Work request: Check each line of the data for "below", and copy the ones that have it.

Material for this exercise:
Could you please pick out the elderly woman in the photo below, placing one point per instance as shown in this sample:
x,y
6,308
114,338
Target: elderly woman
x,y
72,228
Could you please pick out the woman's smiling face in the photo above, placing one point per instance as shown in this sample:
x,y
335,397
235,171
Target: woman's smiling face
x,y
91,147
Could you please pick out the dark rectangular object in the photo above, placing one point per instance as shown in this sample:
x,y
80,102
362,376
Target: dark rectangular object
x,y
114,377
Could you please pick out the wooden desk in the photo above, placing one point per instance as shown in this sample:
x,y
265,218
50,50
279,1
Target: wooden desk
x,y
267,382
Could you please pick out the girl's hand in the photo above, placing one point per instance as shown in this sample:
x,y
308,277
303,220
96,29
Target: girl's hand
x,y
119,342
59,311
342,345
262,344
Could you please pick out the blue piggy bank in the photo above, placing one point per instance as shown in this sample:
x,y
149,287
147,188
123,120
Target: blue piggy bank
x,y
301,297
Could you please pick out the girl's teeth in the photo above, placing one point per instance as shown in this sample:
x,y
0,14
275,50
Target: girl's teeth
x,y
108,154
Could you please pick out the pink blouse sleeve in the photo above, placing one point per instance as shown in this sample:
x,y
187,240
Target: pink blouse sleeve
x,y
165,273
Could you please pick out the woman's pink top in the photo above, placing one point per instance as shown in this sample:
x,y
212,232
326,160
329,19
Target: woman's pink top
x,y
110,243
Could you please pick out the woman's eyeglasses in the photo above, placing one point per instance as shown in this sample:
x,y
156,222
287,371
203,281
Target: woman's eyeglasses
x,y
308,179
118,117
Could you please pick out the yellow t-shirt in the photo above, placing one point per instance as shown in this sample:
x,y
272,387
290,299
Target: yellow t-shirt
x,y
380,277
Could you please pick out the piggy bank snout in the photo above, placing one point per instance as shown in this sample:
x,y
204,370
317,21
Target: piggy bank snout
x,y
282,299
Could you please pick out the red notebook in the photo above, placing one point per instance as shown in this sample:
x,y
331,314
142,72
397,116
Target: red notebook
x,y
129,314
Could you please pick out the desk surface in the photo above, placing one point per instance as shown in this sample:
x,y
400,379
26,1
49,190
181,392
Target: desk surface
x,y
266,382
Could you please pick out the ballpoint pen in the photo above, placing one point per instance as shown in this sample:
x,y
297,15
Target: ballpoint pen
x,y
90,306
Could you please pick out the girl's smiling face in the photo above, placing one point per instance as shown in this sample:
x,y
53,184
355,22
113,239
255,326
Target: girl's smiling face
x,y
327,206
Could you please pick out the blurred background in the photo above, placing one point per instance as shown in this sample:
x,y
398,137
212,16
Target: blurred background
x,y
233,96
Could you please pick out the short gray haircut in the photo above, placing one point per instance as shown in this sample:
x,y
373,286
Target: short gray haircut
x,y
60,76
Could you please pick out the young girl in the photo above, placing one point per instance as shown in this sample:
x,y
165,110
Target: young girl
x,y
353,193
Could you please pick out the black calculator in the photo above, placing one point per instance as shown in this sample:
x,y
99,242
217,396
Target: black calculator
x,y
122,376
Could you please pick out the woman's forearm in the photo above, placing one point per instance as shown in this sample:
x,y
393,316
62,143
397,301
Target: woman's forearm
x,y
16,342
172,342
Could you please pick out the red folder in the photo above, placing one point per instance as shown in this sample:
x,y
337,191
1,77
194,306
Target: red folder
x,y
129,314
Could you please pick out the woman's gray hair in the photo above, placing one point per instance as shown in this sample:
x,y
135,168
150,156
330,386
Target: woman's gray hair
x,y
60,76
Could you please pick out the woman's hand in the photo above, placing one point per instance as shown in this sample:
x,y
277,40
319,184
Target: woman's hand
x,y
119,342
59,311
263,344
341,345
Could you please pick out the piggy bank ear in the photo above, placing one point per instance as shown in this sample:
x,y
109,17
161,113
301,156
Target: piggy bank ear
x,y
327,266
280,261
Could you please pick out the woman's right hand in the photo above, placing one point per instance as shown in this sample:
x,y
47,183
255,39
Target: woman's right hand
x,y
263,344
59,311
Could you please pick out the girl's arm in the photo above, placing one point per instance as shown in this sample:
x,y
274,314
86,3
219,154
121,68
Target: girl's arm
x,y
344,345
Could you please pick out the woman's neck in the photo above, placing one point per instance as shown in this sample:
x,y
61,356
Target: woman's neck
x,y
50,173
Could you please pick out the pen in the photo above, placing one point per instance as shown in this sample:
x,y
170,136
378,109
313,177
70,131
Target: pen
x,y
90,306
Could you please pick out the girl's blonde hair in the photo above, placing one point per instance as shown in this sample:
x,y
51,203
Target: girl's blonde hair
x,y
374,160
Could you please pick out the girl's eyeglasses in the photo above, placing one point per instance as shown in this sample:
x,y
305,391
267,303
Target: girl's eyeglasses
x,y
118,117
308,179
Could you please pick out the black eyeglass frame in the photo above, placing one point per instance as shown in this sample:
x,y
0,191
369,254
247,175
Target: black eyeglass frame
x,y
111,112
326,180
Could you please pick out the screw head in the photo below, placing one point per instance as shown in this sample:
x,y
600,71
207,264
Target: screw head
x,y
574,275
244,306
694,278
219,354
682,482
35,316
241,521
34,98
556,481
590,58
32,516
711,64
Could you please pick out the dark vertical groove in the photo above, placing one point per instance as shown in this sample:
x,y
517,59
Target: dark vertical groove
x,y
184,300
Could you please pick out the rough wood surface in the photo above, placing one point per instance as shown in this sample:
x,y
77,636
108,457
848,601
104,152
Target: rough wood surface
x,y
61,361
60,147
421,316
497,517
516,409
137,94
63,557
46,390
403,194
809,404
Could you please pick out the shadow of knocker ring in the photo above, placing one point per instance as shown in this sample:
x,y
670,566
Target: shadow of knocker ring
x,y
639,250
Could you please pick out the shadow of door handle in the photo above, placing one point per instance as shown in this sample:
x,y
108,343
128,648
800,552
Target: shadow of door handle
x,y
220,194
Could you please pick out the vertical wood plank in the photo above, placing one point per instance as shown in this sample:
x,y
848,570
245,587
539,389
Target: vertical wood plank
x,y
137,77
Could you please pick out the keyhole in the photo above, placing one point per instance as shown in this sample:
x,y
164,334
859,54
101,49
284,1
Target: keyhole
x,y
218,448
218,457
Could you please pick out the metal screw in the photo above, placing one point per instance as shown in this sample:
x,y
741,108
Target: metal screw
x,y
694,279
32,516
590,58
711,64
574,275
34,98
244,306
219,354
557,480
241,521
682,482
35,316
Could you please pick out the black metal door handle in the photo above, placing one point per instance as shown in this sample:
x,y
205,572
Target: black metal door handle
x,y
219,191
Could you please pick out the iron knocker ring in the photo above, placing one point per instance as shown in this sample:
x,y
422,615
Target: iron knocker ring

Expected answer:
Could you please pick out the elderly woman in the photo below, placing one point per instance as shown in this sample:
Could you please pick out the screw head in the photo below, placing one point per instance as shown in this sample:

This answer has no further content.